[SUPPLIED RECORDS]

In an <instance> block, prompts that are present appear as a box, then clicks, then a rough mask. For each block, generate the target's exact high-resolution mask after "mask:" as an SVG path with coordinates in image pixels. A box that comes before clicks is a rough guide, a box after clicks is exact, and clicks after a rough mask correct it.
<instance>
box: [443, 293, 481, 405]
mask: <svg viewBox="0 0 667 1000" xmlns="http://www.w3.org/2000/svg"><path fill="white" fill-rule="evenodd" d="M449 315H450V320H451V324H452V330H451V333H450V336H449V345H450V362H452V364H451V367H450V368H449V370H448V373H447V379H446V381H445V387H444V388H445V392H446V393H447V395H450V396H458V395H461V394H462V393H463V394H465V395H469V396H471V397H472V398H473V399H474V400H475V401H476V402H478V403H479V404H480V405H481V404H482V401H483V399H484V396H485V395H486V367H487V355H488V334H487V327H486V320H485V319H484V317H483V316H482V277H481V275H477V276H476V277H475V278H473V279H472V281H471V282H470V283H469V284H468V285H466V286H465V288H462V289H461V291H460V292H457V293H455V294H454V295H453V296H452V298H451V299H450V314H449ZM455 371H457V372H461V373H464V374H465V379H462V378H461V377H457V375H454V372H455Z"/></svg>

[/SUPPLIED RECORDS]
[SUPPLIED RECORDS]

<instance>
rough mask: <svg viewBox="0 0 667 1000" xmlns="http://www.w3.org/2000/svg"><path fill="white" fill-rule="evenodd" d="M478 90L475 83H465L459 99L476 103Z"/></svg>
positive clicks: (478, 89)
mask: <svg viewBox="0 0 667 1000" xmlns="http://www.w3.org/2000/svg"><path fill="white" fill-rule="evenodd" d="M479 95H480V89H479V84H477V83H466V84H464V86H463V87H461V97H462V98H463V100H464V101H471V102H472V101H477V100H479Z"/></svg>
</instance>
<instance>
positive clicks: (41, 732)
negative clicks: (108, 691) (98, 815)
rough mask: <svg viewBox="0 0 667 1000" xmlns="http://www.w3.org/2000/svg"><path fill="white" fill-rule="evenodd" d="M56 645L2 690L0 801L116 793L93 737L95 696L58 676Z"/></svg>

[/SUPPLIED RECORDS]

• [TASK BRIEF]: Your task is to find each line in the entries that contains the string "rough" and copy it.

• [RESULT FOR THIS EXERCISE]:
In an <instance> block, prompts that are present appear as a box, then clicks, then a rough mask. For each block, generate the target's exact high-resolution mask after "mask:" as an SVG path with coordinates in image pixels. A box that comes before clicks is a rough guide, a box after clicks is exact, and clicks after a rough mask correct it.
rough mask: <svg viewBox="0 0 667 1000" xmlns="http://www.w3.org/2000/svg"><path fill="white" fill-rule="evenodd" d="M478 90L475 83H465L459 99L476 103Z"/></svg>
rough mask: <svg viewBox="0 0 667 1000" xmlns="http://www.w3.org/2000/svg"><path fill="white" fill-rule="evenodd" d="M56 645L2 690L0 801L116 793L93 737L95 696L58 676Z"/></svg>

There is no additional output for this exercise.